Voci tratte da un dataset di puntamento:
=======
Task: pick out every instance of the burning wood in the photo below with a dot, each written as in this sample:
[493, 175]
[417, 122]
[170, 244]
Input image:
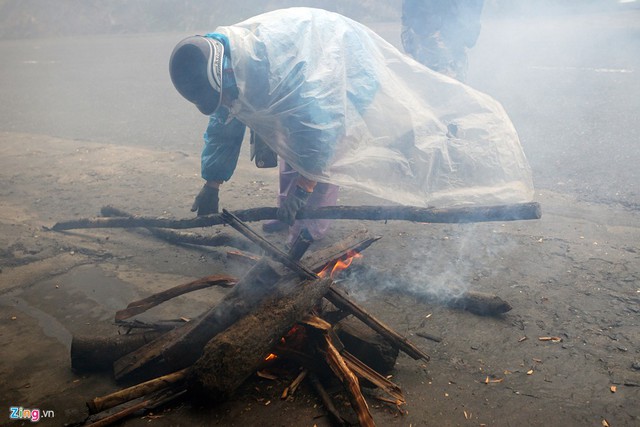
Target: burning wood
[145, 304]
[515, 212]
[216, 352]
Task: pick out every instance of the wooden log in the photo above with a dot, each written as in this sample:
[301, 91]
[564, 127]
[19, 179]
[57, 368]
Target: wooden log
[182, 346]
[182, 238]
[128, 394]
[482, 304]
[335, 296]
[367, 345]
[367, 373]
[152, 402]
[335, 416]
[91, 354]
[145, 304]
[235, 354]
[514, 212]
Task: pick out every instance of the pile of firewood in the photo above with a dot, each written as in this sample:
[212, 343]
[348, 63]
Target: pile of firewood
[255, 321]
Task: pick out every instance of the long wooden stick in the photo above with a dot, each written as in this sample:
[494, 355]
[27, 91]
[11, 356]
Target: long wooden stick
[182, 346]
[103, 403]
[514, 212]
[365, 372]
[145, 304]
[184, 238]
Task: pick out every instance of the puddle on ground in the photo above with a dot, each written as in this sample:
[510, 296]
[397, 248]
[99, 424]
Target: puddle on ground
[50, 326]
[79, 301]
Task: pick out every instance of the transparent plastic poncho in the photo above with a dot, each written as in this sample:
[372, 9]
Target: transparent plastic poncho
[343, 106]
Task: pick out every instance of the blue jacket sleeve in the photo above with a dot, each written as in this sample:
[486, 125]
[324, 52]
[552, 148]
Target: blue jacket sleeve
[222, 142]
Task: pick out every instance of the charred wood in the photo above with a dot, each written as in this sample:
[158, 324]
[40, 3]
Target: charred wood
[515, 212]
[145, 304]
[91, 354]
[100, 404]
[350, 382]
[235, 354]
[182, 346]
[367, 345]
[183, 238]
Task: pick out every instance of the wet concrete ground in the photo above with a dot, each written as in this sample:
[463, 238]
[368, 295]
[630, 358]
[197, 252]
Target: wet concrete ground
[81, 130]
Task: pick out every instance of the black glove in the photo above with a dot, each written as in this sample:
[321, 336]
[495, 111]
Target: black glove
[206, 201]
[289, 208]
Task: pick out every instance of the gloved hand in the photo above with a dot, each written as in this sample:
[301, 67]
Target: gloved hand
[289, 208]
[206, 201]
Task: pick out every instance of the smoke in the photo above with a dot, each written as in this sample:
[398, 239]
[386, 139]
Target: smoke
[440, 267]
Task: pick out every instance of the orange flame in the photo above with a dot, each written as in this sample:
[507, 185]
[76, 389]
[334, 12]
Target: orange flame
[339, 265]
[270, 357]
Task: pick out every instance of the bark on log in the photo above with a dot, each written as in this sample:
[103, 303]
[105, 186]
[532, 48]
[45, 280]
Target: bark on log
[515, 212]
[182, 346]
[91, 354]
[368, 346]
[235, 354]
[145, 304]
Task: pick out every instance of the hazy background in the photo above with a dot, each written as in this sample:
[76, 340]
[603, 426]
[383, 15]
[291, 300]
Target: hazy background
[567, 73]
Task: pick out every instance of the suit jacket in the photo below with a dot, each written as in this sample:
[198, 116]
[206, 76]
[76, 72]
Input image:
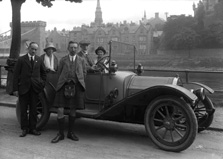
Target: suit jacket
[25, 76]
[55, 61]
[64, 68]
[88, 61]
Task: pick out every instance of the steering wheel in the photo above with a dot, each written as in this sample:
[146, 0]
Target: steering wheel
[102, 65]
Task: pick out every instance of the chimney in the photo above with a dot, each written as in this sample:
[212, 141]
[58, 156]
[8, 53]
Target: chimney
[156, 15]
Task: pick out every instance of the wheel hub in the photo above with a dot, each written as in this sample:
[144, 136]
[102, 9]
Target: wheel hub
[168, 123]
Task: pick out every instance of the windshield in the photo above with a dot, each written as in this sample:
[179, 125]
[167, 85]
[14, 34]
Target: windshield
[123, 54]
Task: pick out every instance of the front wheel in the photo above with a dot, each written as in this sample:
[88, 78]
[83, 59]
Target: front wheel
[170, 123]
[43, 113]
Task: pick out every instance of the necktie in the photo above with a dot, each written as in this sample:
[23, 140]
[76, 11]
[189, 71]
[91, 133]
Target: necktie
[32, 62]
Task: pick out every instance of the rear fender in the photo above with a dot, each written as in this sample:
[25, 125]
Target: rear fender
[210, 90]
[151, 93]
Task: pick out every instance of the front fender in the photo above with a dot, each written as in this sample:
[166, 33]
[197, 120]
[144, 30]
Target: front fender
[210, 90]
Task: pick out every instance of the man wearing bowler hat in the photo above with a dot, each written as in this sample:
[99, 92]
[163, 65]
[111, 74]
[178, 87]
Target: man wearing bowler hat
[84, 54]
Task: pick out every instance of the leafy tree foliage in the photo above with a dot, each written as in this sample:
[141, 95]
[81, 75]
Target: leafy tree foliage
[173, 27]
[186, 38]
[200, 14]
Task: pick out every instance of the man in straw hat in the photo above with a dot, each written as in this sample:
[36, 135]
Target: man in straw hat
[49, 59]
[84, 54]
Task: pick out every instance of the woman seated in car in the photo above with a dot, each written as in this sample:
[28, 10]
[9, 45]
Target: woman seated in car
[101, 62]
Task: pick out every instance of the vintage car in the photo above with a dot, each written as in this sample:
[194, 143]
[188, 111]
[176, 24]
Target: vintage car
[172, 115]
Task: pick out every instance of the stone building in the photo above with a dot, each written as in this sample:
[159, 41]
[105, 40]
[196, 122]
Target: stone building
[99, 34]
[60, 39]
[209, 11]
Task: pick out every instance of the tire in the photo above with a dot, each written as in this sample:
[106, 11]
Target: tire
[43, 113]
[170, 123]
[204, 111]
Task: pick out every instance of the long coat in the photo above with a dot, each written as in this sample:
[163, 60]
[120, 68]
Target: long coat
[25, 76]
[64, 68]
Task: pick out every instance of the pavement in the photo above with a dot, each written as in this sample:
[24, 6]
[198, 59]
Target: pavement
[217, 124]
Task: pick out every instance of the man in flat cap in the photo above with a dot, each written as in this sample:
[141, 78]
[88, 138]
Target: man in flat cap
[84, 54]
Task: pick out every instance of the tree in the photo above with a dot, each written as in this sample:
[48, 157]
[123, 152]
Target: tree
[173, 26]
[200, 14]
[185, 39]
[16, 35]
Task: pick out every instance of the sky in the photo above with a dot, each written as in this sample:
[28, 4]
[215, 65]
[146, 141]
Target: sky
[66, 15]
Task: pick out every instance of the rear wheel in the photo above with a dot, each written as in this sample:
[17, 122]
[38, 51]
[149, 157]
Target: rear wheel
[170, 123]
[43, 113]
[205, 113]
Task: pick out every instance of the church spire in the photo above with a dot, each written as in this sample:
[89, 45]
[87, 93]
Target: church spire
[98, 14]
[144, 14]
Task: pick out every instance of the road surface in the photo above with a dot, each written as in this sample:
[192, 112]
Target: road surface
[98, 140]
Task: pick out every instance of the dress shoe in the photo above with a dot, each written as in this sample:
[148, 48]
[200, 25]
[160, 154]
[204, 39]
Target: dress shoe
[35, 132]
[72, 136]
[24, 133]
[57, 138]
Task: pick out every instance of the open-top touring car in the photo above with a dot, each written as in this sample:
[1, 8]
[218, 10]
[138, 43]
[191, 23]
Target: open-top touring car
[172, 115]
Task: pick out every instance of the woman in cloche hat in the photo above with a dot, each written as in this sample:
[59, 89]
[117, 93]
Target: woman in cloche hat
[50, 60]
[100, 51]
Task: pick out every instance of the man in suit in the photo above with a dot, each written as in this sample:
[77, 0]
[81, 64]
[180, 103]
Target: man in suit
[71, 72]
[84, 54]
[29, 80]
[49, 59]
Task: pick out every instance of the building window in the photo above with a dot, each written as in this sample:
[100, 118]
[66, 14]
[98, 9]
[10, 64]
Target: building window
[142, 47]
[142, 31]
[142, 38]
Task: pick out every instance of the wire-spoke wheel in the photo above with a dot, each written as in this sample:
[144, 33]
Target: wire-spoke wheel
[170, 123]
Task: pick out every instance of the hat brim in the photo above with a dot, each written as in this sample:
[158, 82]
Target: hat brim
[96, 51]
[54, 49]
[84, 43]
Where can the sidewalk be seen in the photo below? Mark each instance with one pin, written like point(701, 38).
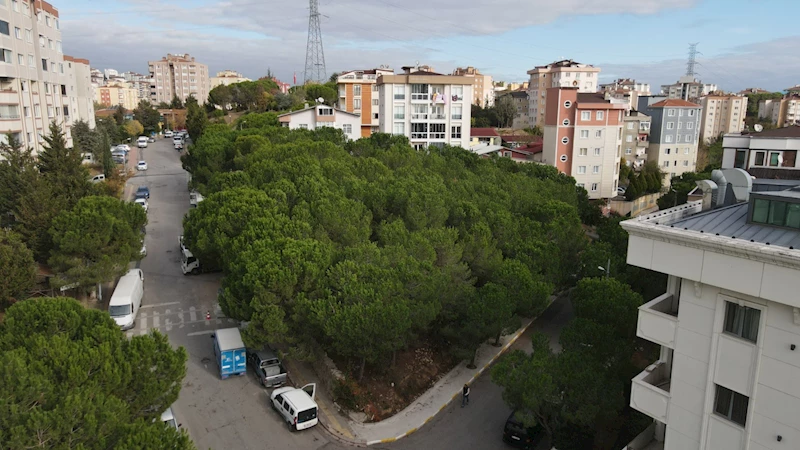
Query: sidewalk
point(415, 415)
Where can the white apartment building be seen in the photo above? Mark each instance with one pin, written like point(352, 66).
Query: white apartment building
point(178, 75)
point(565, 73)
point(38, 84)
point(728, 322)
point(429, 108)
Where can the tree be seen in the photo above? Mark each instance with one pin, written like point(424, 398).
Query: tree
point(17, 268)
point(95, 241)
point(60, 389)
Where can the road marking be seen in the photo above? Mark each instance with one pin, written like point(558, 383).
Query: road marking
point(159, 304)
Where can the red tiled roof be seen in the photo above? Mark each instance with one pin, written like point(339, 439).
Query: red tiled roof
point(673, 103)
point(483, 132)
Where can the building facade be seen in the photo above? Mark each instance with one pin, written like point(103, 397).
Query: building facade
point(565, 73)
point(317, 116)
point(722, 114)
point(227, 78)
point(482, 88)
point(674, 134)
point(429, 108)
point(728, 321)
point(582, 138)
point(178, 76)
point(358, 94)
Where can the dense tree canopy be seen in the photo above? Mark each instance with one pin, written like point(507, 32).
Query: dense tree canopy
point(366, 245)
point(69, 378)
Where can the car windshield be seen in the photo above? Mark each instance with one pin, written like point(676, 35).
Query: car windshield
point(119, 310)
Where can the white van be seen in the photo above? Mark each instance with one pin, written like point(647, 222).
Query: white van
point(127, 299)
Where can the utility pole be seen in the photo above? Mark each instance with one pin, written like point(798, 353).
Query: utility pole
point(315, 57)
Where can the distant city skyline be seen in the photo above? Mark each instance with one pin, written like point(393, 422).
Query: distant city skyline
point(646, 40)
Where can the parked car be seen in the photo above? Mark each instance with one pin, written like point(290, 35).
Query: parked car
point(143, 192)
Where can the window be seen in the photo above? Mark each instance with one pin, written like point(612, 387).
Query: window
point(731, 405)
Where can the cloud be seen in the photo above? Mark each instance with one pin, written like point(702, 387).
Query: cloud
point(771, 65)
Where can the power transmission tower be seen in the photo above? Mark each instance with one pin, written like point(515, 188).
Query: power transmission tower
point(315, 57)
point(692, 62)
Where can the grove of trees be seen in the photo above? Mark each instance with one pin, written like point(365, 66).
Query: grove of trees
point(364, 246)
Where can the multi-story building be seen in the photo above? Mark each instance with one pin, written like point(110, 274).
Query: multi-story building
point(482, 88)
point(38, 84)
point(635, 138)
point(178, 76)
point(313, 117)
point(582, 138)
point(117, 94)
point(358, 94)
point(429, 108)
point(688, 88)
point(722, 114)
point(674, 133)
point(565, 73)
point(227, 78)
point(728, 321)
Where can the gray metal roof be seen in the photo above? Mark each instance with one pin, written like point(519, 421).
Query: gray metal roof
point(731, 221)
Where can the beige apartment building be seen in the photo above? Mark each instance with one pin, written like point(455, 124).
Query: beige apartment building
point(178, 75)
point(38, 83)
point(565, 73)
point(358, 94)
point(721, 114)
point(482, 88)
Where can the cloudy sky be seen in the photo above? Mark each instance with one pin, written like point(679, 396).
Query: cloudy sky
point(743, 43)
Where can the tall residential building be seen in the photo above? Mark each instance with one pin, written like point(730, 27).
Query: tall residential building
point(227, 78)
point(722, 114)
point(178, 75)
point(482, 88)
point(582, 138)
point(358, 94)
point(728, 321)
point(429, 108)
point(688, 88)
point(674, 133)
point(565, 73)
point(38, 84)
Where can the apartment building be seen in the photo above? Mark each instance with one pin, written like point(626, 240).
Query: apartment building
point(317, 116)
point(583, 137)
point(482, 88)
point(722, 113)
point(728, 321)
point(674, 133)
point(38, 84)
point(358, 94)
point(227, 78)
point(688, 88)
point(178, 75)
point(565, 73)
point(429, 108)
point(635, 138)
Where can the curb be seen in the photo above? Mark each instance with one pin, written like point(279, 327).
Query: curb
point(505, 347)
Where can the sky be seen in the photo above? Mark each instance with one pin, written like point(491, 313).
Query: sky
point(742, 43)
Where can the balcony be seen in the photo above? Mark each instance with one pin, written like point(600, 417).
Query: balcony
point(658, 320)
point(650, 392)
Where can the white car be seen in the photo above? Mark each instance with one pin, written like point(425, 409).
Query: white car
point(142, 202)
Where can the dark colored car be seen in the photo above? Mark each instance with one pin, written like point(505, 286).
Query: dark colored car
point(517, 435)
point(143, 192)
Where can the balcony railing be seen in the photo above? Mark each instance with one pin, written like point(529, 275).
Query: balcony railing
point(658, 320)
point(650, 391)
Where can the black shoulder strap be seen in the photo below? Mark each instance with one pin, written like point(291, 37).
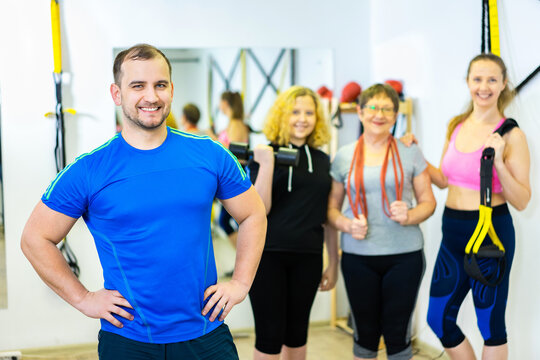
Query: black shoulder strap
point(506, 126)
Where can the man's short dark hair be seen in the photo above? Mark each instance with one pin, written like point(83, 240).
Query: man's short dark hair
point(136, 52)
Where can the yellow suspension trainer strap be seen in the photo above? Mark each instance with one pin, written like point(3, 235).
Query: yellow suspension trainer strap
point(59, 150)
point(476, 249)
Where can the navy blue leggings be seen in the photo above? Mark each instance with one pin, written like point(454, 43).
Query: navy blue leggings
point(216, 345)
point(450, 283)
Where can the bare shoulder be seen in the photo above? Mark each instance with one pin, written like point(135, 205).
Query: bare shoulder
point(516, 137)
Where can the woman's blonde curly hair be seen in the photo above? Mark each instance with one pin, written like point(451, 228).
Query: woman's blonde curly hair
point(277, 126)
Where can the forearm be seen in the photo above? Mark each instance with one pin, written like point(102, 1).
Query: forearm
point(251, 238)
point(420, 212)
point(331, 239)
point(339, 221)
point(437, 176)
point(517, 194)
point(53, 269)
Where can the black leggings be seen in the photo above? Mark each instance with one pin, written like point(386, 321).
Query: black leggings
point(382, 293)
point(281, 298)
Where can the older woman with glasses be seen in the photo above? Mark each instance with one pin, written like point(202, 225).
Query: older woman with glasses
point(388, 192)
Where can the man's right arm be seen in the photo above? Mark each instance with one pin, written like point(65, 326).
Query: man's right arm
point(43, 231)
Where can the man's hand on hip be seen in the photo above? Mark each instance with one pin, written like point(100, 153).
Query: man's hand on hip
point(103, 303)
point(224, 296)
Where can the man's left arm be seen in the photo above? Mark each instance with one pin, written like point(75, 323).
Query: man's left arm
point(249, 212)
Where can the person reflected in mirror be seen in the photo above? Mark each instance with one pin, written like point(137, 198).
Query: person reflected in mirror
point(190, 119)
point(161, 298)
point(232, 106)
point(295, 198)
point(388, 194)
point(467, 136)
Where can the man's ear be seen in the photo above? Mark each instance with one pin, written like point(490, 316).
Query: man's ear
point(115, 93)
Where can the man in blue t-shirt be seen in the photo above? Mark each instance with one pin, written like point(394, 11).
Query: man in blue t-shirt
point(146, 196)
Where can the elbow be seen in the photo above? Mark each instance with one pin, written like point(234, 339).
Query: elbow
point(25, 244)
point(522, 205)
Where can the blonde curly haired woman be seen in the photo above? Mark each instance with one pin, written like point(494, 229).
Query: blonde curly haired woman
point(296, 201)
=======
→ COMPITO DA SVOLGERE: Partendo dalla riga che contiene "Where can the blonde" e proseguendo fino alla fine delle voci, riscrivi queste righe scambiando "woman" con "girl" e lasciando tutto il resto invariato.

→ SOLUZIONE ESERCIZIO:
Where can the blonde curly haired girl be seen in the photo above? Mark each instance with one pin, written like point(494, 229).
Query: blonde curly haired girl
point(296, 201)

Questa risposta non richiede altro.